Stored data entries
....................

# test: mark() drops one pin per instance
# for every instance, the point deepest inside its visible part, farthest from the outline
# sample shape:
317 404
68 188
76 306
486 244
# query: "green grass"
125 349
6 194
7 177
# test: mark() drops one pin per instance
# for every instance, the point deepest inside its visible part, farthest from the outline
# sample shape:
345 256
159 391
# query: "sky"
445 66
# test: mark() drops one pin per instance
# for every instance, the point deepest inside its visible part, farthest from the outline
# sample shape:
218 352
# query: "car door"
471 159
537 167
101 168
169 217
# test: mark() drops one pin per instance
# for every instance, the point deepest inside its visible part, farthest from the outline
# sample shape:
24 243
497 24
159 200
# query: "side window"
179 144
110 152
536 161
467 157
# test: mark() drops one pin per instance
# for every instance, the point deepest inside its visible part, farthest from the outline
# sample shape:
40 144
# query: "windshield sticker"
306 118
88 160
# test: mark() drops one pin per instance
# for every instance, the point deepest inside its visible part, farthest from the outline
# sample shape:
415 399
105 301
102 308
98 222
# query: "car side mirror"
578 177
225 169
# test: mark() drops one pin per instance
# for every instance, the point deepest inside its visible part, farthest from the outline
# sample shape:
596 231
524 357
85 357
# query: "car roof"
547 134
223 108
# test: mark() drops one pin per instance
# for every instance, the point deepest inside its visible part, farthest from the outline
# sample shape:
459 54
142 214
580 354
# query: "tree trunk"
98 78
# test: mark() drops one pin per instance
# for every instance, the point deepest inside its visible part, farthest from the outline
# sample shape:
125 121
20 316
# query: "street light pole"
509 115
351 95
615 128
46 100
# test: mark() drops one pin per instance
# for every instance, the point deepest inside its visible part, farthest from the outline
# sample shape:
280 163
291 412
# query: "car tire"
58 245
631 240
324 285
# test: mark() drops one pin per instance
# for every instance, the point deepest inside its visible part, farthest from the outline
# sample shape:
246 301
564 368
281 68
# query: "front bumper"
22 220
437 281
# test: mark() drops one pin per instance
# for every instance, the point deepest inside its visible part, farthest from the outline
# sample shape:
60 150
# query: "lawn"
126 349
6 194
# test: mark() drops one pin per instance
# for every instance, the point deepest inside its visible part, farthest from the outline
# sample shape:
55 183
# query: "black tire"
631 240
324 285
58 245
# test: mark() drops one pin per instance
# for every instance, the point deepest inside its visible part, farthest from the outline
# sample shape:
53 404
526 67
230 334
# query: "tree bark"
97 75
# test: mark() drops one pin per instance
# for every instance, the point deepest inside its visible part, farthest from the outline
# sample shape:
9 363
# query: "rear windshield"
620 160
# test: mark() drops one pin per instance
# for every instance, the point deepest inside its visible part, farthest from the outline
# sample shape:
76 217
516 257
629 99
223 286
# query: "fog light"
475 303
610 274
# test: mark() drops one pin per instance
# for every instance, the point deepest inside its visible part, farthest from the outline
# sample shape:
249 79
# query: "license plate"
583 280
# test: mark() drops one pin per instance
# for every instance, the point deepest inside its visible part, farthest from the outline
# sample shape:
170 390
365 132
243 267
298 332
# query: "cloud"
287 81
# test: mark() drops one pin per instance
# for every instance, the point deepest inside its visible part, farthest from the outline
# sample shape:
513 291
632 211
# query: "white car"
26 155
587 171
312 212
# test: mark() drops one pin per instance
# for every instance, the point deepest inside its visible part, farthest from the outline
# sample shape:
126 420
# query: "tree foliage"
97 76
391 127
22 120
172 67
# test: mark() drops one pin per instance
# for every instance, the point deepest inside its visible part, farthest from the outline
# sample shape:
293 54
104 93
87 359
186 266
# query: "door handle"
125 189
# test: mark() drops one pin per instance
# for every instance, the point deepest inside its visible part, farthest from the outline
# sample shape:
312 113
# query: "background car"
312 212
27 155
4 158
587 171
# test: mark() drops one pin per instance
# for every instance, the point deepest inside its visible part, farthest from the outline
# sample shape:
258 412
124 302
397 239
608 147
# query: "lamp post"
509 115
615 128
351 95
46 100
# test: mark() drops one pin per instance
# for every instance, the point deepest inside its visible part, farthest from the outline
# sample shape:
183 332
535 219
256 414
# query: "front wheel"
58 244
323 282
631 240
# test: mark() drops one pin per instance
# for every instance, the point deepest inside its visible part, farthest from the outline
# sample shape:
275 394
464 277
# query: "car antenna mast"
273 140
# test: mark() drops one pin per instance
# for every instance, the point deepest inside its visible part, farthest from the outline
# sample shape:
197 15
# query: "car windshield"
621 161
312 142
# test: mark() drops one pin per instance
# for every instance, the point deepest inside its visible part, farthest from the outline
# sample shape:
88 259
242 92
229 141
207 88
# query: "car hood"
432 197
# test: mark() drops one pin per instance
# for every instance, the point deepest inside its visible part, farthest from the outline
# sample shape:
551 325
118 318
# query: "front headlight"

....................

-- Exercise instructions --
What you give back should match the entries above exactly.

-- Answer to this task --
# test: mark() drops one pin per instance
# for every instance, the point deepest inside its visible part, farthest from the outline
# sample shape:
317 404
68 188
76 306
486 244
# query: "green grass"
125 349
6 194
7 177
# test: mark() drops one pin per instance
# for every instance, the point deepest inside its visible part, farthest from the outline
# sample shape:
345 256
159 391
# query: "sky"
445 66
# test: mark() drops one pin per instance
# for every instance, the point deepest inside its visible part, farthest from the outline
# sample shape:
218 352
# query: "car door"
471 159
537 167
101 168
169 217
# test: mark() drops one pin per instance
# for every instance, the point deepest inside its visible part, farthest from the outline
# sample shape:
24 243
497 24
159 200
# query: "side window"
179 144
110 152
536 161
467 157
# test: mark() drops one pin per instance
# for every instance, the point deepest inside its visible part, farthest from the outline
# sample shape:
40 144
# query: "windshield sticker"
306 118
88 160
# test: mark() drops one pin per instance
# for every instance, the point deepest inside its visible part, farthest from the outline
# sample shape:
415 399
105 301
102 308
98 222
# query: "car side mirror"
578 177
225 169
# test: mark() drops one pin per instance
# for every instance, the point deepest inside its visible part, farthest from the outline
# sample shape:
596 231
524 357
85 357
# query: "car roof"
547 134
223 108
# test: mark() drops one pin per instance
# for every instance, the point deepest inside its visible part, farthest from the outline
# sample shape:
459 54
142 214
580 354
# query: "tree trunk"
98 78
# test: mark() drops one pin per instance
# for every instance, the point deepest inside its visible part, farthest from the outline
# sample shape:
125 121
20 316
# query: "street light pole"
509 115
351 95
615 128
46 100
# test: mark() drops one pin per instance
# for every instance, the point deepest inside its visible part, farthest from the outline
# sample shape:
280 163
291 412
# query: "car tire"
58 245
631 240
324 285
# test: mark() drops one pin per instance
# for every instance, the point deepest inside its visible part, farthest from the outline
# sample shape:
246 301
564 368
281 68
# query: "front bumper"
22 220
437 281
# test: mark() drops one pin per instance
# for every instance, the point deepest inside its visible part, farthest from the outline
# sample shape:
60 150
# query: "lawn"
126 349
6 194
# test: mark() drops one pin per instance
# for every instance, the point deepest inside its visible part, farthest from the outline
# sample shape:
55 183
# query: "black tire"
631 240
324 285
58 245
# test: mark() drops one pin per instance
# for every instance, the point deepest inside its visible part, farthest from the outline
# sample shape:
53 404
526 67
230 334
# query: "tree bark"
97 75
# test: mark() drops one pin per instance
# for every instance, the point deepest inside its visible part, farthest from the outline
# sample shape:
9 363
# query: "rear windshield"
620 160
# test: mark() drops one pin per instance
# for every instance, the point deepest inside its visible part, farthest from the outline
# sample shape:
76 217
516 257
629 99
223 286
# query: "fog light"
475 303
610 274
# test: mark() drops one pin per instance
# for every instance, the point deepest inside its visible part, farthest from the outline
# sample shape:
249 79
# query: "license plate"
583 280
# test: mark() drops one pin per instance
# for every instance, the point deepest inside its visible part, farthest from the outline
# sample shape:
170 390
365 132
243 267
298 332
# query: "cloud"
287 81
# test: mark() drops one pin per instance
# for every instance, the point deepest inside its visible part, farthest from the outline
# sample shape:
513 291
632 211
# query: "white car"
26 155
587 171
312 212
# test: mark() drops one pin per instance
# for every instance, the point deepest inside its visible part, farthest from the outline
# sample shape:
126 420
# query: "tree foliage"
97 76
391 127
22 120
172 67
# test: mark() drops one pin per instance
# for every instance, the point deepest inside its visible part, farthest from the outline
# sample shape:
293 54
104 93
87 359
186 266
# query: "door handle"
125 189
# test: mark() drops one pin per instance
# for every instance, the point deepest inside its visible part, farthest from the outline
# sample shape:
312 113
# query: "background car"
312 212
27 155
4 158
587 171
# test: mark() drops one pin per instance
# for every instance, the point deepest inside its visible part, farthest from the outline
# sample shape:
258 412
124 302
397 239
608 147
# query: "lamp post"
509 115
615 128
351 95
46 100
# test: mark() drops one pin per instance
# for every instance, the point deepest inside its visible part, farthest from the outline
# sample shape:
183 332
535 219
256 414
# query: "front wheel"
58 244
323 282
631 240
# test: mark() drops one pin per instance
# for every instance, the point deepest inside its visible part, farthest from the outline
# sample shape:
275 394
464 277
# query: "car antenna mast"
273 140
# test: mark() drops one pin per instance
# for every instance, the point deepest inside its visible part, farthest from the outline
# sample shape:
197 15
# query: "car windshield"
621 161
312 142
# test: mark() drops one pin per instance
# for every instance, the point deepest inside its visible part, farthest from the outline
# sample shape:
88 259
242 92
229 141
207 88
# query: "car hood"
432 197
# test: mark() drops one pin per instance
# for every instance, the point deepest inside its visible part, farthest from the outline
# sample shape:
551 325
118 318
# query: "front headlight"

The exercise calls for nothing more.